*Challenge*:
Output every line below that contains the string "table", one per row, without changes.

>> BEGIN

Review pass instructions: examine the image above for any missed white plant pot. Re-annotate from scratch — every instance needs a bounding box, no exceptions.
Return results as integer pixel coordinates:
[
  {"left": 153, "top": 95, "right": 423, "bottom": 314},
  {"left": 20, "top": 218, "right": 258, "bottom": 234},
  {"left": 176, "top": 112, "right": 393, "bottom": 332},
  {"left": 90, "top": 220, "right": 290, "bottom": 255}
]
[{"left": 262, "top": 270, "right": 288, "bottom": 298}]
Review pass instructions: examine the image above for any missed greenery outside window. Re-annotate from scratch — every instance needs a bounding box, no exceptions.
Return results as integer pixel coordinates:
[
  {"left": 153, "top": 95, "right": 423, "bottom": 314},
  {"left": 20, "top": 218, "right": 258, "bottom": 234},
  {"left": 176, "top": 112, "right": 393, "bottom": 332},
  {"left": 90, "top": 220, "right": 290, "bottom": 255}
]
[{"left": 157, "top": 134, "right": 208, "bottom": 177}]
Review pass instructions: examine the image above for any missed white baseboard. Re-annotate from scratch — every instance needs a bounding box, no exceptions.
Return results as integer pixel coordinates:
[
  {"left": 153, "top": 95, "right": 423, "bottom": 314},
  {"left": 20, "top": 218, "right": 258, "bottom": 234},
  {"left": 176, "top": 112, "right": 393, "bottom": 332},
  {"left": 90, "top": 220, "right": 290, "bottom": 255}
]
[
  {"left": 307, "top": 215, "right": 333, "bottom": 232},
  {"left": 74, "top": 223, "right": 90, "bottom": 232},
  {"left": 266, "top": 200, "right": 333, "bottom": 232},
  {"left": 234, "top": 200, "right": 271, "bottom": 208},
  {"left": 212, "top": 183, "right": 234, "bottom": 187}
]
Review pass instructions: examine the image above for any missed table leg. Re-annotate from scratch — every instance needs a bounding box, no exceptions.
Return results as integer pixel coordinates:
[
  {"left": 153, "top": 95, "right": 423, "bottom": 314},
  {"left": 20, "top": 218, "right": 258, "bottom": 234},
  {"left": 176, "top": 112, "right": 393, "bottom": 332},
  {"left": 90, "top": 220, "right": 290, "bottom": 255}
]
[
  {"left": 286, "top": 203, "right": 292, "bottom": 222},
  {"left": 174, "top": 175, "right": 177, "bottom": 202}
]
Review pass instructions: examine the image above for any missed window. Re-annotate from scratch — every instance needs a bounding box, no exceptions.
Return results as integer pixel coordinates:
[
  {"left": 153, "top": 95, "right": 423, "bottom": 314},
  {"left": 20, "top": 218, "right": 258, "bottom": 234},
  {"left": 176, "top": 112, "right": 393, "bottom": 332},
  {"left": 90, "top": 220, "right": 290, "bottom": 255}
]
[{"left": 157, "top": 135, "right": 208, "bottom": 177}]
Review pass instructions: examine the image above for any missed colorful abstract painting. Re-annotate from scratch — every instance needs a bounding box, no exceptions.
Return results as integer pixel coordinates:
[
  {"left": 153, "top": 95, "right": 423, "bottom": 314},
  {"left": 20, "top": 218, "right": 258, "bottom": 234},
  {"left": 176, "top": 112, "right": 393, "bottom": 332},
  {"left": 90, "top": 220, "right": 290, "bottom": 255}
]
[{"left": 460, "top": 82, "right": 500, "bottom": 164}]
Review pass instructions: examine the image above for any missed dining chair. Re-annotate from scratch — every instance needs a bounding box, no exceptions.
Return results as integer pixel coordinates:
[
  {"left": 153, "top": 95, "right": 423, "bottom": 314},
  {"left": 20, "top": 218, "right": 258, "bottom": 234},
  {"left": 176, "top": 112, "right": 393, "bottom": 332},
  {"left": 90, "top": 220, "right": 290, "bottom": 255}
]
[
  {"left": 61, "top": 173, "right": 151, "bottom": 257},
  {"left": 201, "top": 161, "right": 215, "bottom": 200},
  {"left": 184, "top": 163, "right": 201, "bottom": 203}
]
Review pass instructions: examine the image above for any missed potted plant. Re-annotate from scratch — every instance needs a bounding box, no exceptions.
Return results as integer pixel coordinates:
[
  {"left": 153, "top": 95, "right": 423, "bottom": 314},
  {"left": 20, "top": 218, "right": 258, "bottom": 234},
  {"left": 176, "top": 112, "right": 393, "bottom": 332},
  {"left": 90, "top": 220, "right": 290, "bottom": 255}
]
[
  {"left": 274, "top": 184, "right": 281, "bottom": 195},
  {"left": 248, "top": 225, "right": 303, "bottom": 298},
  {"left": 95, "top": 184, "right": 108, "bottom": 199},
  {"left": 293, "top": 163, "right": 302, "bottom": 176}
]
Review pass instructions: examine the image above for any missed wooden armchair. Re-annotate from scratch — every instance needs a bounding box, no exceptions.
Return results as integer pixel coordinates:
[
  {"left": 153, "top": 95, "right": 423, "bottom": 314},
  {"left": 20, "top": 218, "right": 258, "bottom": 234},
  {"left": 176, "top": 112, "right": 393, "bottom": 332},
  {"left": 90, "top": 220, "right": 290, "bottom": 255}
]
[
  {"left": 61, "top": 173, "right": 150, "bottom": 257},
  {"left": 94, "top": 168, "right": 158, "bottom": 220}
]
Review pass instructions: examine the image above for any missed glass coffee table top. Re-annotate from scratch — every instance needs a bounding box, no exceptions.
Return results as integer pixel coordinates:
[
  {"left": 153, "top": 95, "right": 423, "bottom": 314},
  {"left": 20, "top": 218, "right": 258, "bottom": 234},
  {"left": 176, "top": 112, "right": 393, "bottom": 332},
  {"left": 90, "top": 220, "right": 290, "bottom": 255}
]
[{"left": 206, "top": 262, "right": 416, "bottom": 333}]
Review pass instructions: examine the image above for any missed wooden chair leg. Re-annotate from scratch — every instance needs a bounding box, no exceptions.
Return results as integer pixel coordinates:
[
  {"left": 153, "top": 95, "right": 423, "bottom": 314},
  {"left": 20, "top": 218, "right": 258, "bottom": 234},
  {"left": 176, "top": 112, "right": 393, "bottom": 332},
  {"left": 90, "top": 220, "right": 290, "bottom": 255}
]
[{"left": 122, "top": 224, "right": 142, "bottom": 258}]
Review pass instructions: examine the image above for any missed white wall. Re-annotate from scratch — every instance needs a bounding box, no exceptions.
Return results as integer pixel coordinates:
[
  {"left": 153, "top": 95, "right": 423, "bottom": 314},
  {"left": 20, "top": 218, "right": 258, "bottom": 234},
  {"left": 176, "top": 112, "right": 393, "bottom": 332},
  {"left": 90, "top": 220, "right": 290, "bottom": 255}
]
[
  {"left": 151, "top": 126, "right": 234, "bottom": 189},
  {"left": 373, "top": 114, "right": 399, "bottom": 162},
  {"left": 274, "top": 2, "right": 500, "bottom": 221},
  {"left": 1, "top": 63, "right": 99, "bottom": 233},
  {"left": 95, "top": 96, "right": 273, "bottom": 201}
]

>> END

*Final result*:
Review pass instructions: examine the image above for any missed table leg. Re-annotate from scratch — every instance needs a bounding box, no exceptions.
Review pass instructions: examine the image above for any missed glass coffee table top. Re-annotate from scratch — every instance needs a bounding box, no exceptions.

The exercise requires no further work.